Reproduce the lines running from the start of the rows up to and including the line containing "350,83,362,99".

[Excerpt from a dataset]
___

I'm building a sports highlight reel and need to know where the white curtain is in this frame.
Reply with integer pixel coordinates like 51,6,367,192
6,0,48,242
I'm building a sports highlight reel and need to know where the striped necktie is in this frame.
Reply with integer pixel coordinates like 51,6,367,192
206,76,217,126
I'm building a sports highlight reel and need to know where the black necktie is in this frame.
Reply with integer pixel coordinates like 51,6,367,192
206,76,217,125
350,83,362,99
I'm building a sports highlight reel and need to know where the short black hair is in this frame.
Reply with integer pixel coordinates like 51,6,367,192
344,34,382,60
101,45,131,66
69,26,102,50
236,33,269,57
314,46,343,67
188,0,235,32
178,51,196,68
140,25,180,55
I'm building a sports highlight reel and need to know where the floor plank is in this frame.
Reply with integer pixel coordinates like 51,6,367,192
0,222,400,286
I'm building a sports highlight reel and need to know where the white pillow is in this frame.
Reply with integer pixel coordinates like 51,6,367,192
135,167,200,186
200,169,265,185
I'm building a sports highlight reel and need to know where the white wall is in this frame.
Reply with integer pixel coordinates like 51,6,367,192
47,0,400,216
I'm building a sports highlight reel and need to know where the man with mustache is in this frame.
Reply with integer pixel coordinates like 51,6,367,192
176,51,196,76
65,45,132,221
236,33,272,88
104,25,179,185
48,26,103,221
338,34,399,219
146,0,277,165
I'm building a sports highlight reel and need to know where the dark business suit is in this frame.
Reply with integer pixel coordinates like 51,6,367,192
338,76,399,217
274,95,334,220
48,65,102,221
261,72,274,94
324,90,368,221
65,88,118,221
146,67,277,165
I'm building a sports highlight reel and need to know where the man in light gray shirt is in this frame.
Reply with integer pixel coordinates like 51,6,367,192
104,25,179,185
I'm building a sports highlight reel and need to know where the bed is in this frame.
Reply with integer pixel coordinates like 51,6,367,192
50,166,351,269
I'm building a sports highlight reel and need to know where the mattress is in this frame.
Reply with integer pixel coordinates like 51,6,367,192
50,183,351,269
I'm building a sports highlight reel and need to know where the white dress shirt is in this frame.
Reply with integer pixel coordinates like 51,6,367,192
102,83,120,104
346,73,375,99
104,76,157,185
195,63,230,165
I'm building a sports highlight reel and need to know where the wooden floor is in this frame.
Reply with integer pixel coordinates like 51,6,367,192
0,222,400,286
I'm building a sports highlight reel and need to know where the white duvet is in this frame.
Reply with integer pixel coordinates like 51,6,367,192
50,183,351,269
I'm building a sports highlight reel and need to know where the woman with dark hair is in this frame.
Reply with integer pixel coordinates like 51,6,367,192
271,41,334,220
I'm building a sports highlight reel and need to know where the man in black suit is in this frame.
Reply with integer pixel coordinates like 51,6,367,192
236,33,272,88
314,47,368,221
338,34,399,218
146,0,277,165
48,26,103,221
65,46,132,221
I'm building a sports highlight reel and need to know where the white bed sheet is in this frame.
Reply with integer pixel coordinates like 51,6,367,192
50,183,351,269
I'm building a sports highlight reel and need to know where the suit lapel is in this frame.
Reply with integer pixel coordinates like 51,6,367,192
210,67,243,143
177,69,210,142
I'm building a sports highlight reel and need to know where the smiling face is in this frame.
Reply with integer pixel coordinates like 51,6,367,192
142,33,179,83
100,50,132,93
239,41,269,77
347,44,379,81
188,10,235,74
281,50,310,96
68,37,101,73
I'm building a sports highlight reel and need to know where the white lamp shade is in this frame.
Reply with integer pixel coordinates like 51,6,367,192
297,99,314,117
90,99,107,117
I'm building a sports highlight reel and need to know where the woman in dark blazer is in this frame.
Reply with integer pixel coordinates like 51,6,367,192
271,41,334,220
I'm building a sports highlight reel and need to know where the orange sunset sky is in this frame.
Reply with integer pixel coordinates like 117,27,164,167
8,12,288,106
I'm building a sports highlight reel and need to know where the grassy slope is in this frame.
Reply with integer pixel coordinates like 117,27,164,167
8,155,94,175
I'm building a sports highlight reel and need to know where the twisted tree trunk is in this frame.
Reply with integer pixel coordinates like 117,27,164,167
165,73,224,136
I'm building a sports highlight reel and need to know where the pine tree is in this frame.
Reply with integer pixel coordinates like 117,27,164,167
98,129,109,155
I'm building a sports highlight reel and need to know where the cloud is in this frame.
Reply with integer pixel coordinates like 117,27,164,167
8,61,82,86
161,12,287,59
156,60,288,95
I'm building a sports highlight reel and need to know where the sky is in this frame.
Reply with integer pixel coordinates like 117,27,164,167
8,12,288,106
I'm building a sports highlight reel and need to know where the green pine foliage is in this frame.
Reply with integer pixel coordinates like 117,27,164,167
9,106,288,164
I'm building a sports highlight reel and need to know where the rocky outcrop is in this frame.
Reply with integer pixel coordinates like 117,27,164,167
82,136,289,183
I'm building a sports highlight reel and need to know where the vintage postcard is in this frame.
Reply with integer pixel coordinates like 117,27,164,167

___

- Output
I'm building a sports highlight reel and need to know where the white curtain is in this frame.
Reply with integer pixel coordinates like 51,6,367,192
6,0,48,242
I'm building a sports highlight reel and need to know where the striped necktie is in this frame.
Reply with integer pixel coordinates like 51,6,367,192
206,76,217,126
I'm building a sports highlight reel and need to know where the black necktie is in this frame.
Reply with integer pixel coordinates like 51,6,367,192
206,76,217,125
350,83,362,99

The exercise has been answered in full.